----- Records provided

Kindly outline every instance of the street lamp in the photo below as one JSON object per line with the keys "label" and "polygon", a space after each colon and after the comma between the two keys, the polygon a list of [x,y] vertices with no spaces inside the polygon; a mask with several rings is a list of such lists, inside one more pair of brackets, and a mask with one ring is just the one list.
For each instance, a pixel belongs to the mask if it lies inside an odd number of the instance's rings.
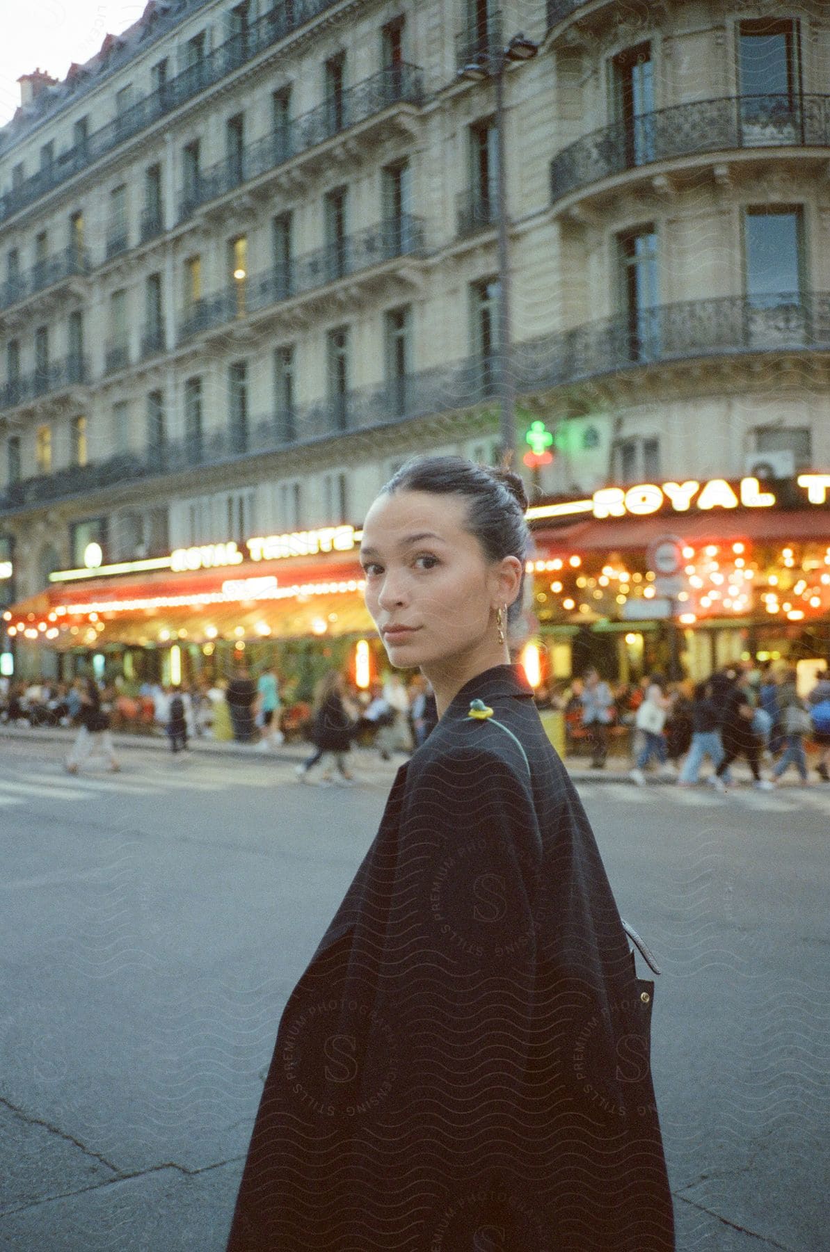
{"label": "street lamp", "polygon": [[505,160],[505,70],[510,61],[530,61],[538,44],[523,33],[513,35],[507,46],[487,40],[487,51],[458,70],[458,78],[472,83],[492,79],[496,84],[496,215],[498,224],[498,351],[501,353],[501,437],[502,464],[512,466],[516,456],[516,387],[513,383],[510,323],[510,223],[507,218],[507,175]]}

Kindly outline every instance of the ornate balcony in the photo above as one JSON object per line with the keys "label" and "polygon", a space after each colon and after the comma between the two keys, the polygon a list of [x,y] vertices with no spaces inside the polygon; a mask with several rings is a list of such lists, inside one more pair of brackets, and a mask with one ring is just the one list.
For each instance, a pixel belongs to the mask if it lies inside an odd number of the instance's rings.
{"label": "ornate balcony", "polygon": [[41,366],[30,374],[13,378],[0,389],[0,408],[16,408],[29,404],[40,397],[65,391],[75,386],[85,386],[89,381],[89,366],[85,357],[70,353],[63,361]]}
{"label": "ornate balcony", "polygon": [[695,100],[593,130],[551,162],[551,198],[615,174],[739,149],[830,146],[830,95],[737,95]]}
{"label": "ornate balcony", "polygon": [[46,290],[66,278],[89,273],[89,257],[85,248],[66,248],[45,260],[39,260],[31,269],[16,278],[0,284],[0,309],[11,308],[29,299],[38,292]]}
{"label": "ornate balcony", "polygon": [[179,197],[179,222],[197,208],[215,200],[252,179],[278,169],[294,156],[317,148],[344,130],[367,121],[394,104],[421,104],[423,74],[417,65],[396,65],[341,91],[337,108],[324,101],[248,144],[242,158],[234,155],[204,170]]}
{"label": "ornate balcony", "polygon": [[297,257],[287,265],[250,275],[244,282],[233,283],[214,295],[197,300],[182,319],[179,343],[384,262],[423,254],[422,220],[408,214],[387,218],[325,248]]}
{"label": "ornate balcony", "polygon": [[192,100],[228,74],[233,74],[247,61],[334,8],[336,4],[339,4],[339,0],[290,0],[290,3],[285,0],[283,4],[275,4],[247,31],[230,36],[208,56],[177,74],[175,78],[168,79],[160,88],[125,109],[83,143],[65,149],[46,169],[39,170],[24,179],[19,187],[8,190],[0,197],[0,222],[5,222],[60,187],[80,170],[88,169],[119,144],[145,130],[159,118]]}

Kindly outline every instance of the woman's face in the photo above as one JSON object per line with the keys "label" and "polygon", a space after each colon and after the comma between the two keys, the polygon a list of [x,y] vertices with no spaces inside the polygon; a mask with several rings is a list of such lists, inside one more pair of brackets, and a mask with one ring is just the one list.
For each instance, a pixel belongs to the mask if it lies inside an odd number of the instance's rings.
{"label": "woman's face", "polygon": [[[517,557],[487,561],[464,527],[466,516],[463,497],[422,491],[379,496],[367,513],[361,543],[366,606],[398,669],[496,645],[493,613],[516,598],[522,563]],[[389,626],[409,630],[387,634]]]}

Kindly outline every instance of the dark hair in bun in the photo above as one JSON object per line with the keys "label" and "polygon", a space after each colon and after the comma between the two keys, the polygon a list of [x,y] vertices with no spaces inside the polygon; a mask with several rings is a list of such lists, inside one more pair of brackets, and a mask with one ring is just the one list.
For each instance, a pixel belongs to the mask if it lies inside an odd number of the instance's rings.
{"label": "dark hair in bun", "polygon": [[464,457],[411,457],[383,485],[381,495],[396,491],[429,491],[468,500],[467,530],[476,536],[487,560],[516,556],[522,562],[518,596],[507,610],[507,621],[517,621],[522,615],[525,562],[531,547],[525,521],[527,495],[520,476],[512,470],[474,464]]}

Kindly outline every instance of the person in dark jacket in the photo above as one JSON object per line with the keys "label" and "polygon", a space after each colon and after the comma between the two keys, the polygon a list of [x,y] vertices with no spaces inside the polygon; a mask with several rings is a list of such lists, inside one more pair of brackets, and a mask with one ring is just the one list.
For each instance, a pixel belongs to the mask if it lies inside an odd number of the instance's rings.
{"label": "person in dark jacket", "polygon": [[712,779],[719,790],[724,790],[724,775],[739,756],[745,756],[752,771],[754,786],[760,791],[771,791],[774,784],[761,777],[759,761],[761,757],[761,739],[752,730],[755,705],[752,704],[751,681],[746,670],[735,675],[721,709],[721,732],[724,737],[724,759],[715,770]]}
{"label": "person in dark jacket", "polygon": [[[308,760],[297,766],[295,774],[300,781],[304,781],[308,771],[327,756],[333,757],[333,764],[337,765],[339,777],[344,782],[354,781],[354,775],[347,769],[346,755],[352,747],[356,721],[346,707],[346,679],[339,670],[329,670],[318,684],[312,731],[314,751]],[[327,762],[323,779],[329,781],[330,776],[330,765]]]}
{"label": "person in dark jacket", "polygon": [[255,736],[254,701],[257,685],[248,672],[244,661],[238,661],[234,675],[228,684],[225,700],[230,710],[233,737],[238,744],[253,744]]}
{"label": "person in dark jacket", "polygon": [[424,457],[366,517],[367,607],[439,721],[285,1005],[229,1252],[675,1246],[653,982],[510,661],[526,507]]}
{"label": "person in dark jacket", "polygon": [[725,756],[720,732],[720,712],[715,702],[711,679],[699,682],[695,687],[691,746],[680,771],[677,786],[694,786],[697,782],[700,767],[706,756],[715,769]]}

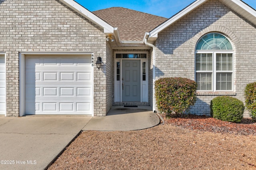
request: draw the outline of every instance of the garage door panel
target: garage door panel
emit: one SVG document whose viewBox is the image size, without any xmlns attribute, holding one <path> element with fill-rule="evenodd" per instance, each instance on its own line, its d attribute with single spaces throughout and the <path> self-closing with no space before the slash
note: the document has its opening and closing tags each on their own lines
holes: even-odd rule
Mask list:
<svg viewBox="0 0 256 170">
<path fill-rule="evenodd" d="M 42 103 L 42 111 L 57 111 L 57 102 L 45 102 Z"/>
<path fill-rule="evenodd" d="M 91 81 L 92 73 L 90 72 L 78 72 L 77 73 L 77 81 Z"/>
<path fill-rule="evenodd" d="M 75 75 L 74 72 L 60 72 L 60 81 L 74 81 Z"/>
<path fill-rule="evenodd" d="M 33 91 L 30 94 L 26 93 L 26 114 L 91 115 L 93 85 L 90 57 L 36 59 L 28 57 L 26 60 L 27 63 L 34 64 L 41 61 L 35 67 L 28 67 L 35 68 L 34 69 L 26 68 L 26 76 L 32 78 L 26 79 L 26 91 Z M 57 62 L 57 66 L 52 66 L 55 65 L 54 62 Z M 78 67 L 78 64 L 89 66 Z M 36 79 L 40 80 L 36 81 Z"/>
<path fill-rule="evenodd" d="M 57 87 L 43 88 L 43 97 L 58 96 L 58 89 Z"/>
<path fill-rule="evenodd" d="M 77 111 L 89 111 L 91 110 L 91 102 L 90 101 L 86 102 L 76 103 Z"/>
<path fill-rule="evenodd" d="M 58 81 L 58 72 L 43 72 L 43 81 Z"/>
<path fill-rule="evenodd" d="M 74 96 L 75 88 L 74 87 L 61 87 L 60 88 L 60 96 Z"/>
<path fill-rule="evenodd" d="M 60 102 L 60 111 L 71 112 L 74 111 L 74 103 L 68 102 Z"/>
</svg>

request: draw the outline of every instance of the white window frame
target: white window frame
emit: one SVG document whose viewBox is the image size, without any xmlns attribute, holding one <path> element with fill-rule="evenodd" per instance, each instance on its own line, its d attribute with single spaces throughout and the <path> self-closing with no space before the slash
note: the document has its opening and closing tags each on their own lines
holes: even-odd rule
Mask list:
<svg viewBox="0 0 256 170">
<path fill-rule="evenodd" d="M 196 54 L 212 54 L 212 71 L 196 71 Z M 232 71 L 217 71 L 216 69 L 216 54 L 217 53 L 222 54 L 232 54 Z M 196 51 L 195 53 L 195 80 L 196 80 L 196 73 L 197 72 L 212 72 L 212 90 L 198 90 L 198 92 L 234 92 L 234 52 L 233 50 L 198 50 Z M 232 73 L 232 89 L 231 90 L 216 90 L 216 74 L 218 72 L 231 72 Z"/>
</svg>

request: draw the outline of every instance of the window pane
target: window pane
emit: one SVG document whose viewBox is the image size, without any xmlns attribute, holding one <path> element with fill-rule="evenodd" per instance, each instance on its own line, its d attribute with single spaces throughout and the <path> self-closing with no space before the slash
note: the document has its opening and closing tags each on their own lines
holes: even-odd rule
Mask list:
<svg viewBox="0 0 256 170">
<path fill-rule="evenodd" d="M 123 59 L 128 58 L 128 54 L 123 54 L 122 55 L 123 55 L 122 56 Z"/>
<path fill-rule="evenodd" d="M 212 70 L 212 54 L 196 54 L 196 70 Z"/>
<path fill-rule="evenodd" d="M 232 90 L 232 73 L 221 72 L 216 74 L 216 90 Z"/>
<path fill-rule="evenodd" d="M 141 59 L 146 59 L 147 58 L 147 55 L 146 54 L 140 54 L 140 58 Z"/>
<path fill-rule="evenodd" d="M 216 54 L 216 70 L 232 71 L 233 55 L 232 54 Z"/>
<path fill-rule="evenodd" d="M 134 54 L 129 54 L 128 56 L 129 59 L 133 59 L 134 58 Z"/>
<path fill-rule="evenodd" d="M 232 50 L 232 45 L 228 39 L 218 33 L 207 34 L 198 41 L 196 50 Z"/>
<path fill-rule="evenodd" d="M 196 82 L 199 90 L 212 90 L 212 73 L 198 72 L 196 74 Z"/>
<path fill-rule="evenodd" d="M 134 54 L 134 58 L 135 59 L 139 59 L 140 58 L 140 54 Z"/>
</svg>

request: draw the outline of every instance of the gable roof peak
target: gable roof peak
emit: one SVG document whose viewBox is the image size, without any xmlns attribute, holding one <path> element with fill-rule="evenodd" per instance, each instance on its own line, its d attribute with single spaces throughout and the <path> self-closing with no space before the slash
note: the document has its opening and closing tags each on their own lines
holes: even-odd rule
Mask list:
<svg viewBox="0 0 256 170">
<path fill-rule="evenodd" d="M 151 41 L 154 41 L 160 32 L 209 0 L 196 0 L 188 6 L 171 17 L 165 22 L 151 30 L 148 33 Z M 228 7 L 239 15 L 248 20 L 256 25 L 256 10 L 241 0 L 218 0 L 221 3 Z"/>
</svg>

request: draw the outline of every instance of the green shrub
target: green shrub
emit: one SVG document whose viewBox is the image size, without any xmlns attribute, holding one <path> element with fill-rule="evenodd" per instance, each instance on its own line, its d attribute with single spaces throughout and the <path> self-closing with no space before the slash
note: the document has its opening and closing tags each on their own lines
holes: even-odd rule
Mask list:
<svg viewBox="0 0 256 170">
<path fill-rule="evenodd" d="M 211 101 L 211 115 L 224 121 L 239 123 L 243 118 L 244 103 L 229 96 L 219 96 Z"/>
<path fill-rule="evenodd" d="M 194 105 L 197 87 L 194 81 L 181 77 L 161 78 L 156 81 L 155 96 L 160 112 L 181 114 Z"/>
<path fill-rule="evenodd" d="M 244 90 L 245 106 L 250 116 L 256 121 L 256 82 L 248 84 Z"/>
</svg>

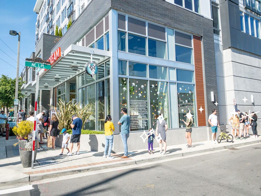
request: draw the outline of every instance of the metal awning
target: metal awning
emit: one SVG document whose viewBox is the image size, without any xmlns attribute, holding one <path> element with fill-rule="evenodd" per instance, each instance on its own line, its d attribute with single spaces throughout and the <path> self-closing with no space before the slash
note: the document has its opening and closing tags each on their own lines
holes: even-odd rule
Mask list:
<svg viewBox="0 0 261 196">
<path fill-rule="evenodd" d="M 109 51 L 73 44 L 62 53 L 62 57 L 52 65 L 51 69 L 45 71 L 42 69 L 39 72 L 39 89 L 48 90 L 56 87 L 85 71 L 85 65 L 90 60 L 91 54 L 93 54 L 93 61 L 98 65 L 111 56 Z M 32 86 L 35 87 L 36 83 L 34 81 Z"/>
</svg>

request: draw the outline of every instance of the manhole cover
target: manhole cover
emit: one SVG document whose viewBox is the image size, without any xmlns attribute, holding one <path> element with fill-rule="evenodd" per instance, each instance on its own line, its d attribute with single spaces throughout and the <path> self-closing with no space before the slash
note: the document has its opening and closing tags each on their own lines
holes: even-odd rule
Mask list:
<svg viewBox="0 0 261 196">
<path fill-rule="evenodd" d="M 228 148 L 228 149 L 229 150 L 238 150 L 238 148 Z"/>
</svg>

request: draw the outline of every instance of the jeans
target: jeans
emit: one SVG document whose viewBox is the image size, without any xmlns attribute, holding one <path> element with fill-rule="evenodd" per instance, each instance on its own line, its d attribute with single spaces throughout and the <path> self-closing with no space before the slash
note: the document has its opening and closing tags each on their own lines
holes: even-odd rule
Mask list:
<svg viewBox="0 0 261 196">
<path fill-rule="evenodd" d="M 127 145 L 127 139 L 130 135 L 129 133 L 121 133 L 121 140 L 124 147 L 124 156 L 128 156 L 128 146 Z"/>
<path fill-rule="evenodd" d="M 108 146 L 110 143 L 110 146 L 108 151 L 108 156 L 110 156 L 110 152 L 112 149 L 112 144 L 113 143 L 113 135 L 105 136 L 105 147 L 104 147 L 104 155 L 106 155 L 107 150 L 108 150 Z"/>
</svg>

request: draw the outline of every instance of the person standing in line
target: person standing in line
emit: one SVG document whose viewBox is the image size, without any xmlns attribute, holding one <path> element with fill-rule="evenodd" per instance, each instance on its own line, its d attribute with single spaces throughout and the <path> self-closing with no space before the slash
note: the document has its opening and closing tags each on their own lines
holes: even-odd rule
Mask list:
<svg viewBox="0 0 261 196">
<path fill-rule="evenodd" d="M 212 113 L 209 115 L 208 120 L 208 121 L 211 126 L 211 130 L 212 130 L 212 142 L 213 143 L 217 143 L 216 140 L 216 136 L 217 132 L 218 132 L 218 127 L 220 127 L 219 121 L 218 120 L 218 117 L 216 114 L 217 114 L 217 110 L 215 109 L 212 110 Z"/>
<path fill-rule="evenodd" d="M 29 114 L 30 115 L 30 114 Z M 26 114 L 25 113 L 24 111 L 22 110 L 22 112 L 21 112 L 21 118 L 22 119 L 21 119 L 21 120 L 26 120 L 26 117 L 27 117 Z"/>
<path fill-rule="evenodd" d="M 50 122 L 50 135 L 52 136 L 52 149 L 55 150 L 55 139 L 57 137 L 58 133 L 58 126 L 59 125 L 59 121 L 57 116 L 55 114 L 52 115 L 51 118 L 51 122 Z"/>
<path fill-rule="evenodd" d="M 71 137 L 70 141 L 70 153 L 67 155 L 71 156 L 73 148 L 73 143 L 77 143 L 77 151 L 75 152 L 75 154 L 80 154 L 80 138 L 81 134 L 82 133 L 82 127 L 83 126 L 83 121 L 81 119 L 75 115 L 72 116 L 72 120 L 73 122 L 70 125 L 72 128 L 73 132 Z"/>
<path fill-rule="evenodd" d="M 240 110 L 237 110 L 236 111 L 237 112 L 238 114 L 239 114 L 239 130 L 240 131 L 239 136 L 236 139 L 246 139 L 246 137 L 246 137 L 246 132 L 244 129 L 244 127 L 245 126 L 245 118 L 244 117 L 244 115 L 243 113 L 240 112 Z M 240 137 L 242 136 L 242 134 L 243 132 L 244 133 L 244 137 L 243 138 L 241 138 Z"/>
<path fill-rule="evenodd" d="M 254 113 L 254 112 L 253 112 L 252 113 Z M 256 138 L 257 138 L 257 130 L 256 129 L 256 126 L 257 126 L 257 123 L 256 121 L 257 121 L 257 116 L 256 114 L 254 114 L 252 115 L 251 118 L 253 119 L 252 120 L 250 119 L 251 120 L 251 125 L 252 126 L 252 131 L 253 131 L 253 136 L 255 136 L 255 137 Z"/>
<path fill-rule="evenodd" d="M 189 113 L 189 111 L 187 113 L 187 115 Z M 193 118 L 192 116 L 189 118 L 187 116 L 185 122 L 183 119 L 181 121 L 186 125 L 186 134 L 185 137 L 188 141 L 188 144 L 187 145 L 187 148 L 190 148 L 192 147 L 191 144 L 192 144 L 192 139 L 191 139 L 191 132 L 192 132 L 192 128 L 191 127 L 192 126 L 192 124 L 193 124 Z"/>
<path fill-rule="evenodd" d="M 7 116 L 5 114 L 4 110 L 1 111 L 0 114 L 0 136 L 2 136 L 5 127 L 5 121 L 7 120 Z"/>
<path fill-rule="evenodd" d="M 123 108 L 121 112 L 123 115 L 122 116 L 118 122 L 118 125 L 121 125 L 120 127 L 120 136 L 121 140 L 124 147 L 124 154 L 121 156 L 121 158 L 128 158 L 128 145 L 127 140 L 130 136 L 130 119 L 127 114 L 127 108 Z"/>
<path fill-rule="evenodd" d="M 113 144 L 113 132 L 114 131 L 114 126 L 113 123 L 111 122 L 111 116 L 108 115 L 106 117 L 106 119 L 104 120 L 104 129 L 105 131 L 105 147 L 104 148 L 104 153 L 103 157 L 106 158 L 106 153 L 108 150 L 108 146 L 110 144 L 109 150 L 108 151 L 108 156 L 107 158 L 108 159 L 113 159 L 114 158 L 110 156 L 110 153 L 112 149 Z"/>
<path fill-rule="evenodd" d="M 167 143 L 166 142 L 166 132 L 168 129 L 168 124 L 164 119 L 163 114 L 161 114 L 158 118 L 157 126 L 156 127 L 156 137 L 158 137 L 159 133 L 160 133 L 161 138 L 159 144 L 160 151 L 159 153 L 162 155 L 166 154 L 166 150 L 167 149 Z M 162 151 L 162 143 L 164 144 L 164 151 Z"/>
</svg>

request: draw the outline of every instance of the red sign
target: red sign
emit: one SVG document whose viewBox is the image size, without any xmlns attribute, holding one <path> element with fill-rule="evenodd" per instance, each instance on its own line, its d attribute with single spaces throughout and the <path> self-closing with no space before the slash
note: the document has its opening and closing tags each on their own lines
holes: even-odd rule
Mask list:
<svg viewBox="0 0 261 196">
<path fill-rule="evenodd" d="M 59 47 L 56 51 L 51 55 L 47 61 L 50 62 L 51 65 L 61 57 L 61 48 Z"/>
</svg>

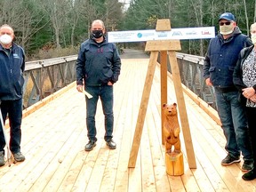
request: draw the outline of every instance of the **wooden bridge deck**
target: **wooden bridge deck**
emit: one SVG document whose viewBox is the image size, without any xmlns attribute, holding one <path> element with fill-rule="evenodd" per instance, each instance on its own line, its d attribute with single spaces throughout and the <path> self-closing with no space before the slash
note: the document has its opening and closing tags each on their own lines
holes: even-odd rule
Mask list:
<svg viewBox="0 0 256 192">
<path fill-rule="evenodd" d="M 243 162 L 228 167 L 220 165 L 226 156 L 222 130 L 186 94 L 197 168 L 188 168 L 181 135 L 185 173 L 166 174 L 164 148 L 161 144 L 159 67 L 136 167 L 128 168 L 148 64 L 148 59 L 123 60 L 120 80 L 114 88 L 116 150 L 108 149 L 103 140 L 100 101 L 96 115 L 97 146 L 91 152 L 84 150 L 87 142 L 84 96 L 73 84 L 63 94 L 51 102 L 44 100 L 46 104 L 42 108 L 39 103 L 34 107 L 38 109 L 24 117 L 21 149 L 26 161 L 0 168 L 0 191 L 255 191 L 256 180 L 241 179 Z M 169 78 L 168 102 L 175 100 Z"/>
</svg>

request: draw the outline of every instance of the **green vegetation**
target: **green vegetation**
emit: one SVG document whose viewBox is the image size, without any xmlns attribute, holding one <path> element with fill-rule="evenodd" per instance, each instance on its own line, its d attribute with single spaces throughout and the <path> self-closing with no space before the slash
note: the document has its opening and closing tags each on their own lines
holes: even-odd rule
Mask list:
<svg viewBox="0 0 256 192">
<path fill-rule="evenodd" d="M 14 28 L 15 41 L 25 48 L 28 60 L 34 60 L 64 56 L 67 49 L 76 53 L 95 19 L 102 20 L 108 31 L 155 28 L 157 19 L 170 19 L 172 28 L 215 26 L 218 30 L 220 14 L 231 12 L 243 33 L 249 34 L 256 17 L 256 0 L 131 0 L 125 11 L 120 2 L 1 0 L 0 24 Z M 182 52 L 204 55 L 208 41 L 181 41 Z"/>
</svg>

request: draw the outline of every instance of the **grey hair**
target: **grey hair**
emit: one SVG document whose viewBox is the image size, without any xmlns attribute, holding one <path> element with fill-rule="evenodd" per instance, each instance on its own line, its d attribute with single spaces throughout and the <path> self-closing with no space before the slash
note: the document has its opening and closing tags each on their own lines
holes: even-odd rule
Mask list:
<svg viewBox="0 0 256 192">
<path fill-rule="evenodd" d="M 250 31 L 252 31 L 252 28 L 256 26 L 256 22 L 252 23 L 250 27 Z"/>
<path fill-rule="evenodd" d="M 95 23 L 100 23 L 100 24 L 101 24 L 101 25 L 102 25 L 102 28 L 105 28 L 105 25 L 104 25 L 104 22 L 103 22 L 102 20 L 93 20 L 92 23 L 92 25 L 95 24 Z"/>
<path fill-rule="evenodd" d="M 12 28 L 10 25 L 8 25 L 8 24 L 4 24 L 4 25 L 2 25 L 2 26 L 0 27 L 0 30 L 2 29 L 2 28 L 10 28 L 12 29 L 12 33 L 14 33 L 13 28 Z"/>
</svg>

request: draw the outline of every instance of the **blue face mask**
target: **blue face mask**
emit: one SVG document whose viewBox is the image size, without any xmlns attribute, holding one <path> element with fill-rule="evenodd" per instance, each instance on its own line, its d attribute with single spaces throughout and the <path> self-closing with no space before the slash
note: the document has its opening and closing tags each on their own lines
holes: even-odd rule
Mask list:
<svg viewBox="0 0 256 192">
<path fill-rule="evenodd" d="M 103 36 L 103 30 L 92 30 L 92 35 L 93 38 L 100 38 Z"/>
</svg>

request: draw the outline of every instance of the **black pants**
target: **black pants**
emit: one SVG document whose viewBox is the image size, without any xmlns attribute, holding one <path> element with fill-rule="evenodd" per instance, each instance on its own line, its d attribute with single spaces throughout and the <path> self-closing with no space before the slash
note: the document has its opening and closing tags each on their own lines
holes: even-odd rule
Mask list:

----------

=== The exercise ===
Copy out the lines of the material from the line with "request: draw the outline of every instance of the garage" up to and including the line with "58 81 L 58 72", leaving every character unchanged.

=== Solution for this exercise ===
request: draw the outline of every instance of the garage door panel
target: garage door panel
emit: one SVG document whose viewBox is the image size, without any xmlns attribute, holding one <path> element with fill-rule="evenodd" per instance, each instance on its own line, its d attribute with single spaces throughout and the <path> self-closing with no space before the slash
note: the document has its opening and closing tags each on their own lines
holes: even-odd rule
Mask list:
<svg viewBox="0 0 256 170">
<path fill-rule="evenodd" d="M 42 103 L 42 111 L 57 111 L 57 102 L 45 102 Z"/>
<path fill-rule="evenodd" d="M 91 81 L 92 73 L 90 72 L 78 72 L 77 73 L 77 81 Z"/>
<path fill-rule="evenodd" d="M 75 75 L 74 72 L 60 72 L 60 81 L 74 81 Z"/>
<path fill-rule="evenodd" d="M 33 91 L 30 94 L 26 93 L 26 114 L 91 115 L 93 85 L 90 57 L 36 59 L 28 57 L 26 60 L 27 63 L 34 64 L 41 61 L 35 67 L 28 67 L 35 68 L 34 69 L 26 68 L 26 76 L 32 78 L 26 79 L 26 91 Z M 57 62 L 57 66 L 52 66 L 55 65 L 54 62 Z M 78 67 L 78 64 L 89 66 Z M 36 79 L 40 80 L 36 81 Z"/>
<path fill-rule="evenodd" d="M 57 87 L 43 88 L 43 97 L 58 96 L 58 89 Z"/>
<path fill-rule="evenodd" d="M 77 111 L 89 111 L 91 110 L 91 102 L 90 101 L 86 102 L 76 103 Z"/>
<path fill-rule="evenodd" d="M 58 81 L 58 72 L 43 72 L 43 81 Z"/>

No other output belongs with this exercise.